• **Exercise instructions**:
From the entries below, copy out all lines holding "give".

• **Dataset records**:

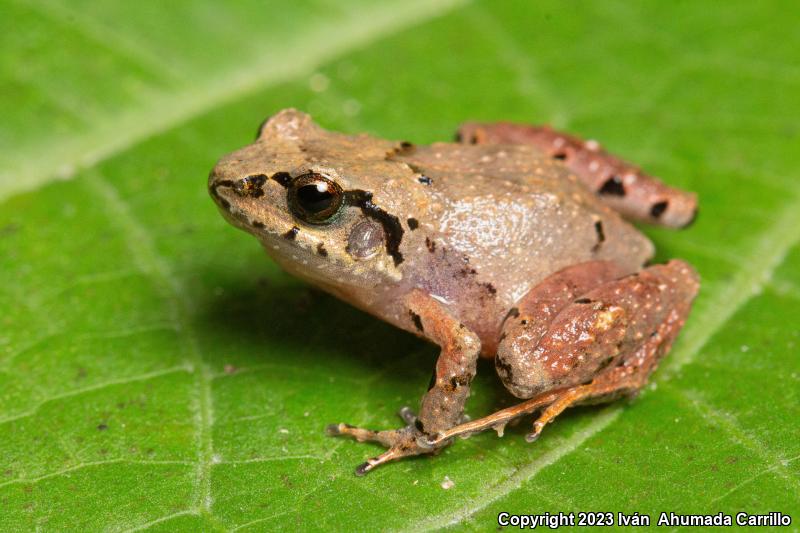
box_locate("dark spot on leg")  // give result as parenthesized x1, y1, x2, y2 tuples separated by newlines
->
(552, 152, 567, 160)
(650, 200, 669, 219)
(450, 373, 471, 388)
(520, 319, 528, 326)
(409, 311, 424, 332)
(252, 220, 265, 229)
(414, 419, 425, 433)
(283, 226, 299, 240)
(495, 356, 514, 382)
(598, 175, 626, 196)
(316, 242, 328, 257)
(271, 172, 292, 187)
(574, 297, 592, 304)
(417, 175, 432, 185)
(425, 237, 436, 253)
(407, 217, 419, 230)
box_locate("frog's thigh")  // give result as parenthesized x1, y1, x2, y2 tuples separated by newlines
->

• **Reply to the exercise**:
box_locate("dark spot on leg")  // give result as parenthesized x1, y1, x2, y2 tuples separated by newlines
box_locate("frog's thigh")  // give result as parenthesized x1, y1, x2, y2 tuples separated by newlines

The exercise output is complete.